DATA FOR THE TASK
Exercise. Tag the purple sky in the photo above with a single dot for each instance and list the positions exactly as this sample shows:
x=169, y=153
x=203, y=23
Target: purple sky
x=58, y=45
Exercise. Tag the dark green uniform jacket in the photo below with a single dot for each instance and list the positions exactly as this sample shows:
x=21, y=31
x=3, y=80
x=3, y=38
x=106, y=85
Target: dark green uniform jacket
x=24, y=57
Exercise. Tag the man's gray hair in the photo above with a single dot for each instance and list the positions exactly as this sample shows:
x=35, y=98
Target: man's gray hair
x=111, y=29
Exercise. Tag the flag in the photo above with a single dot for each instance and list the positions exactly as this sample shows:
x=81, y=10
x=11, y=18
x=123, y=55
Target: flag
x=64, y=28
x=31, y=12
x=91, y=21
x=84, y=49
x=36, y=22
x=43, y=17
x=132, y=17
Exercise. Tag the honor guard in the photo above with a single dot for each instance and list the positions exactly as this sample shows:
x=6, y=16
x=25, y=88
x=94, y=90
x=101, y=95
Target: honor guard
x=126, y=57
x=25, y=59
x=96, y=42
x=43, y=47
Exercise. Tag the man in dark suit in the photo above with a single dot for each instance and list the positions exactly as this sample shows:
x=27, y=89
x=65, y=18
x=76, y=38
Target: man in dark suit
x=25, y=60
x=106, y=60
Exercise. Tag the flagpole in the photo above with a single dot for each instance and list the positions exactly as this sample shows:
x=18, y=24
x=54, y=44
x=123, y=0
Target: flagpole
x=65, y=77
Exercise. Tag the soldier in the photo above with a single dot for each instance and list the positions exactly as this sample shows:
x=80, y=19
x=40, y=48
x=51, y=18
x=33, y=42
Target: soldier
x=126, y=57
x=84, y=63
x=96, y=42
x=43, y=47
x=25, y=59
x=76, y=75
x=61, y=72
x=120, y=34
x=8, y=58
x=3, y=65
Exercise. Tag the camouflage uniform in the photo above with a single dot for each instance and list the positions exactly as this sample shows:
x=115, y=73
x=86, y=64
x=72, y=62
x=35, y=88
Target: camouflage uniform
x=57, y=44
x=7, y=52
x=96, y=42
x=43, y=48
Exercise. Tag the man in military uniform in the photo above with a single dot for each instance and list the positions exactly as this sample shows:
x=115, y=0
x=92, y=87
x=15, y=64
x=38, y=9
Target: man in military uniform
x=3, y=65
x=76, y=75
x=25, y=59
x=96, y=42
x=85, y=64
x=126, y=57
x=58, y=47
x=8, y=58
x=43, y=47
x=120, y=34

ACTION ITEM
Your reply must reproduce all records above exactly.

ANSWER TO THIS EXERCISE
Exercise. Tag the purple sky in the photo above with a single dot for each instance and list the positions exactly as this sample shows:
x=169, y=153
x=203, y=23
Target: purple sky
x=58, y=45
Exercise. Tag the dark green uniform jacket in the photo below with a single dot for each instance and list the positions exactly as this sample shows:
x=21, y=31
x=3, y=80
x=3, y=38
x=106, y=85
Target: dark green uniform jacket
x=24, y=57
Exercise. Tag the man's gray hair in the photo above with a single dot for each instance and list the positions exactly as this sample shows:
x=35, y=98
Target: man's gray hair
x=111, y=29
Exercise. Tag the flag in the photo above with a single dot for each instance and list the positions exactly as this sample shows:
x=81, y=10
x=11, y=18
x=123, y=55
Target: flag
x=64, y=28
x=31, y=12
x=91, y=21
x=84, y=49
x=36, y=22
x=43, y=17
x=132, y=17
Exercise. Tag the honor guard in the photo above with a single dot for each instance and list the positions exactly as this sample shows:
x=6, y=16
x=25, y=88
x=94, y=90
x=101, y=95
Target: honor guard
x=126, y=57
x=25, y=59
x=96, y=42
x=43, y=47
Exercise. Tag the man in dark suit in the photo above with a single dot for each instance and list the positions exactly as this sample shows:
x=27, y=89
x=65, y=18
x=76, y=38
Target: man in dark suit
x=25, y=60
x=106, y=60
Exercise. Tag the flagpole in the photo above with a single dot for each instance and list the positions exactly as this sample shows:
x=18, y=24
x=54, y=44
x=123, y=0
Target: flagpole
x=65, y=77
Exercise. Tag the soldier in the photo above with a single dot for each instance and list the positions exactly as this sample shows:
x=80, y=19
x=40, y=48
x=51, y=18
x=33, y=42
Target: soldier
x=126, y=57
x=84, y=63
x=96, y=42
x=43, y=47
x=25, y=59
x=76, y=75
x=61, y=72
x=120, y=34
x=8, y=58
x=3, y=65
Exercise. Tag the camouflage uniform in the photo above with a single dot for each instance and list the positions exactly as this sample shows:
x=115, y=73
x=86, y=64
x=72, y=62
x=35, y=88
Target: camouflage uniform
x=57, y=44
x=7, y=52
x=96, y=42
x=43, y=48
Exercise. Tag the man in military uniform in the photo above with a single dot for each instance and list the positions exactly as this sample shows:
x=115, y=0
x=92, y=87
x=15, y=64
x=38, y=9
Target: man in military uniform
x=3, y=65
x=76, y=75
x=25, y=59
x=96, y=42
x=85, y=64
x=126, y=57
x=58, y=47
x=8, y=58
x=43, y=47
x=120, y=34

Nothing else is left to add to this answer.